=== TRECHO SELECIONADO ===
DINHEIRO ? Mas o governo alega que a arrecadação é do tamanho das necessidades do Estado.
LOPES FILHO ? É e não é. O governo esquece de confessar que a maior parte do dinheiro arrecadado não vai para investimentos nem para os programas sociais, mas sim para honrar o serviço da dívida, que já está em R$ 1 trilhão. Está ficando impossível ao governo prestar os serviços públicos e ao mesmo tempo pagar essa dívida fantástica. Principalmente fixando taxas de juros tão elevadas.
Da forma como está, o sistema está praticando o que chamo de usura heterodoxa. O governo arrecada para pagar os credores e esquece que sua função é prestar serviços públicos. Perdeu-se a noção de que o governo é um prestador de serviço público essencial.

DINHEIRO ? O sr. vislumbra alguma saída?
LOPES FILHO ? Só vejo uma saída para esse impasse, e é política. O governo precisa aproveitar um bom momento psicológico ? a aprovação dessa Lei de Falências pode servir ? para chamar os banqueiros e negociar uma baixa dos spreads bancários. Também pode dizer aos credores internos da dívida pública que é preciso renegociar. Dependendo de como se faça isso, pode soar como pacto de crescimento e não como calote. Basta fazer uma proposta razoável.

DINHEIRO ? Como quebrar a fórmula de aumentar a arrecadação do Estado sem ter que elevar impostos?
===
• PEDIDO DO EXERCÍCIO:
1. Na entrevista sobre arrecadação e dívida pública, a que valor já chega a dívida citada por Lopes Filho?
2. Reescreva em forma de lista o parágrafo da entrevista sobre arrecadação e dívida pública que começa com "Só vejo uma saída", mantendo os fatos principais.
3. Dê continuidade à entrevista sobre arrecadação e dívida pública a partir do ponto em que ela termina.
As linhas que vêm depois deste trecho são um material à parte e não têm relação com ele.
=== DADOS DE ORIGEM ===
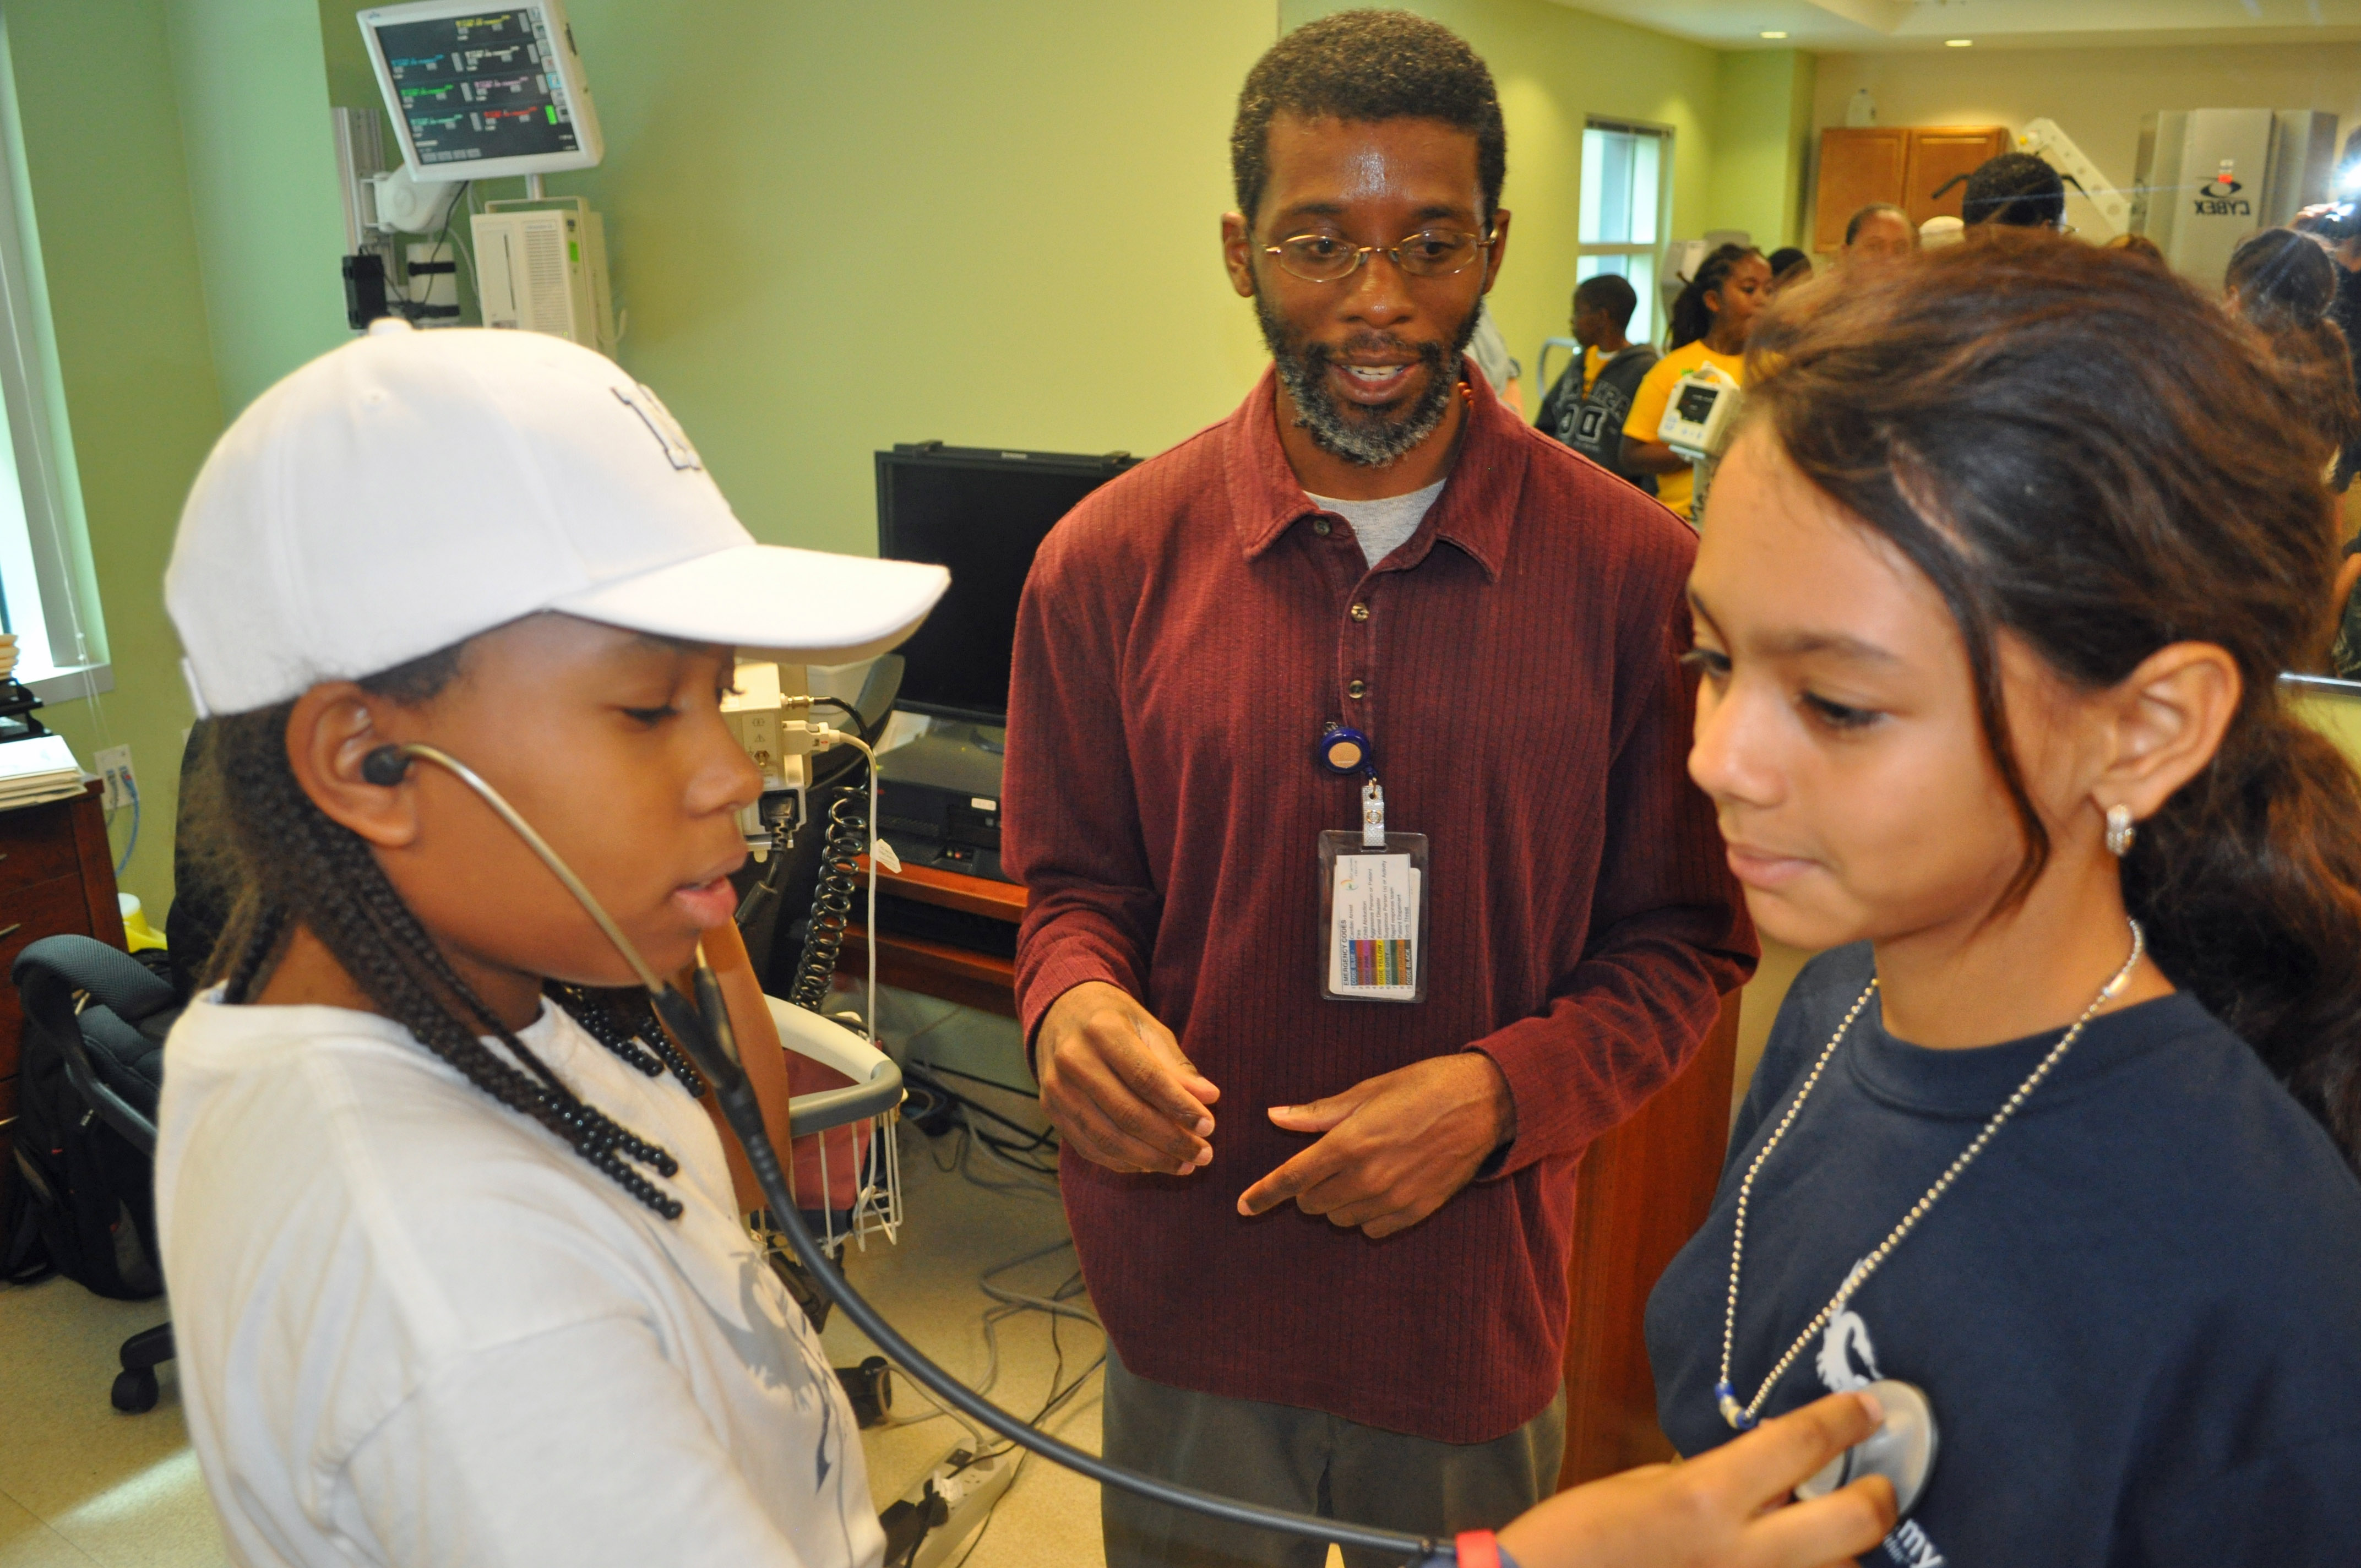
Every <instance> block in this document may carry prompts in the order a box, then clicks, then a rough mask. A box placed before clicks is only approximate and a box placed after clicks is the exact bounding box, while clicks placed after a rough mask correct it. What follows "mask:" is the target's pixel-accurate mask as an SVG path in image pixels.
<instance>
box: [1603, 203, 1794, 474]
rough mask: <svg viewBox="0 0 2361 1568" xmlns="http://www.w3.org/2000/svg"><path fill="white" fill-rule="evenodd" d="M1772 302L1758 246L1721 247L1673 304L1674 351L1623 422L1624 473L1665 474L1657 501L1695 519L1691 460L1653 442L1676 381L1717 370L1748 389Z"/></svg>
===
• RESPOSTAS POR ITEM:
1. R$ 1 trilhão.

2.
- Lopes Filho vê uma única saída para o impasse, e ela é política.
- O governo precisa aproveitar um bom momento psicológico, como a aprovação da Lei de Falências, para chamar os banqueiros e negociar uma baixa dos spreads bancários.
- Também pode dizer aos credores internos da dívida pública que é preciso renegociar.
- Dependendo de como isso for feito, a medida pode soar como pacto de crescimento, e não como calote. Basta uma proposta razoável.

3.
LOPES FILHO ? Dá para fazer isso com um conjunto de medidas. Fala-se muito em aumentar a fiscalização, mas pouco se faz para melhorar a administração tributária, que é muito falha. No Brasil o contribuinte fica muitos anos praticando irregularidades. Quando se descobre, termina-se estipulando uma quantia quase que impagável. Prova disso é que já há 400 mil empresas no Refis. Se for grande, a empresa protela o pagamento por dez anos até não existir mais.

DINHEIRO ? Como se pode fazer o sistema funcionar?
LOPES FILHO ? Primeiro, é preciso um governo exemplar, que não seja corrupto, que não tenha desperdícios e seja competente. A população precisa sentir-se integrada com a ação do governo, principalmente na realização dos gastos, que precisam atender às necessidades coletivas. Atualmente, isso não ocorre no Bra-
sil. Há muito desperdício no governo. Há também gastos desnecessários para se adquirir voto no Congresso para se passar emendas. Por isso ninguém se sente confortável para pagar impostos.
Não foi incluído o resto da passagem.